## [Exercise materials]
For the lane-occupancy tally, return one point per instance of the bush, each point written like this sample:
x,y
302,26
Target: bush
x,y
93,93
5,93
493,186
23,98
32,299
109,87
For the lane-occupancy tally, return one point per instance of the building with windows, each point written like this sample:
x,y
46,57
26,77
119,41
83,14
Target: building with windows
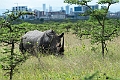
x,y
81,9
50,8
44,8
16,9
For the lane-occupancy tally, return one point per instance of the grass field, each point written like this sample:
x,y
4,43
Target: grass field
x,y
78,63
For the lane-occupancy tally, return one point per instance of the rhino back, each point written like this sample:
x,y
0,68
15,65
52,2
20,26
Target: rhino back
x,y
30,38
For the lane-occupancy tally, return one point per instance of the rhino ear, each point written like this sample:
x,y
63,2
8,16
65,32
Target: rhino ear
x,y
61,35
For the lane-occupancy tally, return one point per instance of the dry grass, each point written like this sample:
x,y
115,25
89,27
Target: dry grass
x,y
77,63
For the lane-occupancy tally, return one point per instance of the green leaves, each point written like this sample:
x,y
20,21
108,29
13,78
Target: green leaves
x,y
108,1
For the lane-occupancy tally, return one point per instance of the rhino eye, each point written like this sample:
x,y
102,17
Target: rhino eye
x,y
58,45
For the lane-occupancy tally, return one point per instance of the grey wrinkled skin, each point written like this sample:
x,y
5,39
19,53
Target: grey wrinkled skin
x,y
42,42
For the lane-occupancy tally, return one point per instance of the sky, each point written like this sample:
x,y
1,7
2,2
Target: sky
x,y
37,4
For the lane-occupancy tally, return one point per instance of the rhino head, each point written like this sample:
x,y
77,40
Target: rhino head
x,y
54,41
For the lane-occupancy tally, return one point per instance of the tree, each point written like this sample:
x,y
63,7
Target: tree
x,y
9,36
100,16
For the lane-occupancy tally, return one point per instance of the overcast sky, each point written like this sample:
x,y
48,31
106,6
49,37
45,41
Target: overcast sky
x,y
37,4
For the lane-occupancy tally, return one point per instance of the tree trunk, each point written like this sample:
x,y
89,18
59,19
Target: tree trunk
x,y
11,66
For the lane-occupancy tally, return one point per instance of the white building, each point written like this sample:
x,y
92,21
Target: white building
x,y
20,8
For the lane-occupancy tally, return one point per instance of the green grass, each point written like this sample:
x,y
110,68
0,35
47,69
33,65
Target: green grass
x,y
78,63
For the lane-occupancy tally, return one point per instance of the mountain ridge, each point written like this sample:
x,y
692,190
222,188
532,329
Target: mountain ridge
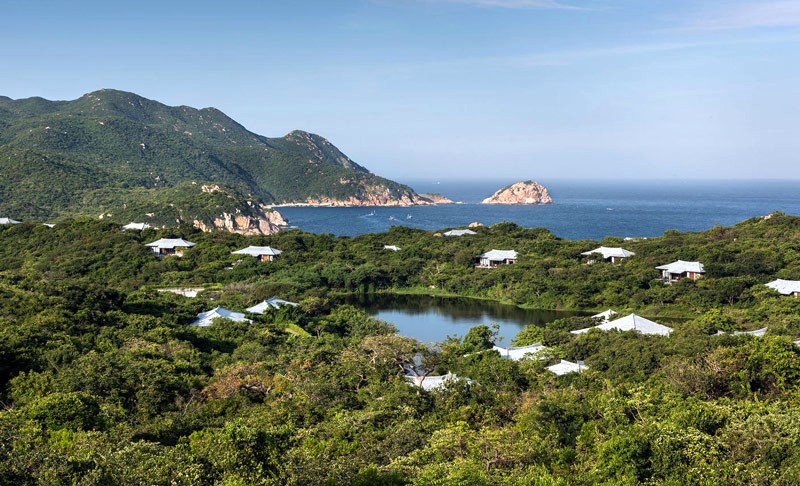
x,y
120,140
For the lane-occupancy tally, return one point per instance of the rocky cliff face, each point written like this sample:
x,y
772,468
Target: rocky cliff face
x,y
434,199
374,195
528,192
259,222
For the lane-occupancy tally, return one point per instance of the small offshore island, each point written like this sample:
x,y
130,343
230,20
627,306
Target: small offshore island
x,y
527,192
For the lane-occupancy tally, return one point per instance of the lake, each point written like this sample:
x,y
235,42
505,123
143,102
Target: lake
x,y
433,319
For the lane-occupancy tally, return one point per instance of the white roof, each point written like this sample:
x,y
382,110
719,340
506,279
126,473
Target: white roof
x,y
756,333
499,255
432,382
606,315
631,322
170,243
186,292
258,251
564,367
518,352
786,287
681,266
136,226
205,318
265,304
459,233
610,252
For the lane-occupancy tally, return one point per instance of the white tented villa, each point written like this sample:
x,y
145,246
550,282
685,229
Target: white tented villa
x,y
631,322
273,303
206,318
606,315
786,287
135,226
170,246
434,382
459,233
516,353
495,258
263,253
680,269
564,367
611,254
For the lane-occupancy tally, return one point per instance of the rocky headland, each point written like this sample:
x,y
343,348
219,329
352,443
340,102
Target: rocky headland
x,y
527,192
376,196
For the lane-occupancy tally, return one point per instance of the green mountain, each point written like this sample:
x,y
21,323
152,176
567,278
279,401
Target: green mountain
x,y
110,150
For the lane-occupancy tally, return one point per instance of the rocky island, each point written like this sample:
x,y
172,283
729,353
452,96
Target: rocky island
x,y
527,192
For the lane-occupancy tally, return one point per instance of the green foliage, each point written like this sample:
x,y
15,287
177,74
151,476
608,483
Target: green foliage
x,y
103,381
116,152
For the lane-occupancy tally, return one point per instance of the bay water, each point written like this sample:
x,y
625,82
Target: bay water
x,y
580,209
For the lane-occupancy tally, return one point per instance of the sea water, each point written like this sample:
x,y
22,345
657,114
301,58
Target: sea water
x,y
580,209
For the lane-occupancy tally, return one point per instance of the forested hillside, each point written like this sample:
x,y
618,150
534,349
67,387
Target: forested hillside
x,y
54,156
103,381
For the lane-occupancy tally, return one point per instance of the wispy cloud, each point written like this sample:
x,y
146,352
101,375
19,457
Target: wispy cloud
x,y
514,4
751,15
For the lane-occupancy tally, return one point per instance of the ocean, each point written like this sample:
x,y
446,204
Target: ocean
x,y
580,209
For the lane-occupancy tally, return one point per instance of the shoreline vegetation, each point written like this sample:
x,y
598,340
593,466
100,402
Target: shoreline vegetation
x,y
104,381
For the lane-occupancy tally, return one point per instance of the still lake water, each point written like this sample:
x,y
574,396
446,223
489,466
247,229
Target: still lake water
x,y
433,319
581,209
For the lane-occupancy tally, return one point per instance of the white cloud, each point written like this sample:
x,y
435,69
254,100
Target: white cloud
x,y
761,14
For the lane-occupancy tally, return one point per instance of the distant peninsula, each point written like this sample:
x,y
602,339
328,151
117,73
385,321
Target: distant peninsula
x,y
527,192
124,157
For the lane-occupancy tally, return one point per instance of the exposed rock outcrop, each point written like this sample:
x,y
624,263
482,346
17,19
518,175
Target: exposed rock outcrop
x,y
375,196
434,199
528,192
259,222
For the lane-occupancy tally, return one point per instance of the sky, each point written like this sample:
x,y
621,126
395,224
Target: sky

## [Work instruction]
If an entry above holds a picture, leave that picture out and print the rest exactly.

## [Expected answer]
For the lane-occupancy tally, return one point per instance of the bush, each point written like this sample:
x,y
302,26
Target: bush
x,y
93,93
5,93
493,186
23,98
32,299
109,87
For the lane-occupancy tally, return one point per instance of the building with windows, each point written like this sample:
x,y
46,57
26,77
119,41
83,14
Target: building with windows
x,y
81,9
50,8
44,8
16,9
For the lane-occupancy tally, return one point per instance of the grass field, each point written like this sample:
x,y
4,43
Target: grass field
x,y
78,63
For the lane-occupancy tally, return one point per instance of the rhino back, each point written like this sample:
x,y
0,68
15,65
52,2
20,26
Target: rhino back
x,y
30,38
For the lane-occupancy tally, return one point per instance of the rhino ear, each point written like this sample:
x,y
63,2
8,16
65,32
Target: rhino ear
x,y
61,35
For the lane-occupancy tally, return one point per instance of the dry grass, each point written like this sample:
x,y
115,25
89,27
Target: dry grass
x,y
77,63
For the lane-occupancy tally, return one point per instance of the green leaves, each point written like this sample:
x,y
20,21
108,29
13,78
Target: green leaves
x,y
108,1
For the lane-occupancy tally, return one point per instance of the rhino eye, each point written like this sample:
x,y
102,17
Target: rhino eye
x,y
58,45
For the lane-occupancy tally, return one point per instance of the grey wrinkled skin, each point written like this sample:
x,y
5,39
19,53
Target: grey wrinkled skin
x,y
42,42
For the lane-occupancy tally, return one point per instance of the sky, each point written like this sample:
x,y
1,7
2,2
Target: sky
x,y
37,4
For the lane-occupancy tally, return one point per instance of the rhino head, each point written like this sample:
x,y
77,40
Target: rhino head
x,y
54,41
For the lane-occupancy tally, return one point per instance of the tree, each point written like this sample:
x,y
63,7
Target: tree
x,y
9,36
100,16
For the lane-occupancy tally, return one point per instance of the overcast sky, each point written like this sample:
x,y
48,31
106,6
49,37
45,41
Target: overcast sky
x,y
37,4
For the lane-occupancy tally, return one point per instance of the tree trunk, each point written like this sample:
x,y
89,18
59,19
Target: tree trunk
x,y
11,66
For the lane-occupancy tally, return one point per instance of the white building, each point written like this sample:
x,y
92,21
Target: white building
x,y
20,8
For the lane-occupancy tally, return one point per instance of the green grass, each point written like this sample:
x,y
110,68
0,35
47,69
33,65
Target: green grass
x,y
78,63
For the lane-occupancy tally, return one point per instance of the mountain ridge, each point written like this sample:
x,y
692,190
222,188
532,329
Target: mountain ridge
x,y
120,140
For the lane-occupancy tally, return one point per instance of the rocky cliff face, each point written like this sample:
x,y
772,468
Target: rocky cliff face
x,y
434,199
374,195
528,192
259,222
For the lane-occupancy tally, return one point per instance of the small offshore island, each point written like this sample:
x,y
130,343
230,20
627,306
Target: small offshore island
x,y
527,192
For the lane-occupancy tally, return one point per instance of the lake, each point written like this sample:
x,y
235,42
505,123
143,102
Target: lake
x,y
433,319
For the lane-occupancy tally, return one point per instance of the white roof, each point written like this sample:
x,y
382,110
719,340
506,279
126,473
Target: white roof
x,y
756,333
499,255
432,382
606,315
631,322
170,243
186,292
258,251
564,367
518,352
786,287
681,266
136,226
205,318
265,304
459,233
610,252
For the lane-occupancy tally, return one point per instance of the white tented villa, each point written like this sample:
x,y
145,246
550,282
685,229
Target: white tented villa
x,y
631,322
273,303
206,318
606,315
786,287
135,226
170,246
434,382
459,233
516,353
495,258
263,253
680,269
564,367
611,254
For the lane-occupancy tally, return one point per instance of the rocky headland, each point written like this sample:
x,y
343,348
219,329
352,443
340,102
Target: rocky headland
x,y
527,192
376,196
For the lane-occupancy tally, return one point per instance of the green mountain, each point written like this sample:
x,y
21,323
152,176
567,278
279,401
Target: green mountain
x,y
110,150
For the lane-occupancy tally, return one point per instance of the rocky island, each point written like this sample:
x,y
172,283
729,353
452,96
Target: rocky island
x,y
527,192
For the lane-occupancy tally, return one point per instance of the green foliage, each point written like this sample:
x,y
15,287
177,74
151,476
608,483
Target: green foliage
x,y
103,381
116,152
For the lane-occupancy tally, return one point per instance of the bay water, each point written like this sample:
x,y
625,82
Target: bay water
x,y
580,209
For the lane-occupancy tally, return one point per instance of the sea water, each point written like this sample:
x,y
22,345
657,114
301,58
Target: sea water
x,y
580,209
For the lane-occupancy tally, return one point per instance of the forested hillside, each point written like this sample:
x,y
618,150
534,349
67,387
Target: forested hillside
x,y
54,156
103,381
For the lane-occupancy tally, return one point per instance of the wispy cloud, each point written like this sample:
x,y
146,352
101,375
19,457
Target: wispy cloud
x,y
514,4
751,15
For the lane-occupancy tally, return one point per instance of the ocean, each point written like this sample:
x,y
446,204
Target: ocean
x,y
580,209
For the lane-occupancy tally, return one point per instance of the shoreline vegetation, each point written like this sample:
x,y
598,340
593,466
100,402
Target: shoreline vegetation
x,y
104,381
For the lane-occupancy tally, return one point per instance of the still lake water, each point written like this sample:
x,y
574,396
446,223
489,466
247,229
Target: still lake water
x,y
433,319
581,209
For the lane-occupancy tally, return one point per instance of the white cloud, each point written like this sample:
x,y
435,69
254,100
Target: white cloud
x,y
761,14
For the lane-occupancy tally, return one point per instance of the distant peninsula, each point written like this sample:
x,y
602,339
328,151
117,73
385,321
Target: distant peninsula
x,y
527,192
124,157
For the lane-occupancy tally, return one point per instance of the exposed rock outcrop, each point written like this sample:
x,y
624,263
482,346
17,19
518,175
Target: exposed rock outcrop
x,y
375,196
434,199
528,192
259,222
For the lane-occupancy tally, return one point per instance of the sky, each point written like this sample:
x,y
621,126
395,224
Target: sky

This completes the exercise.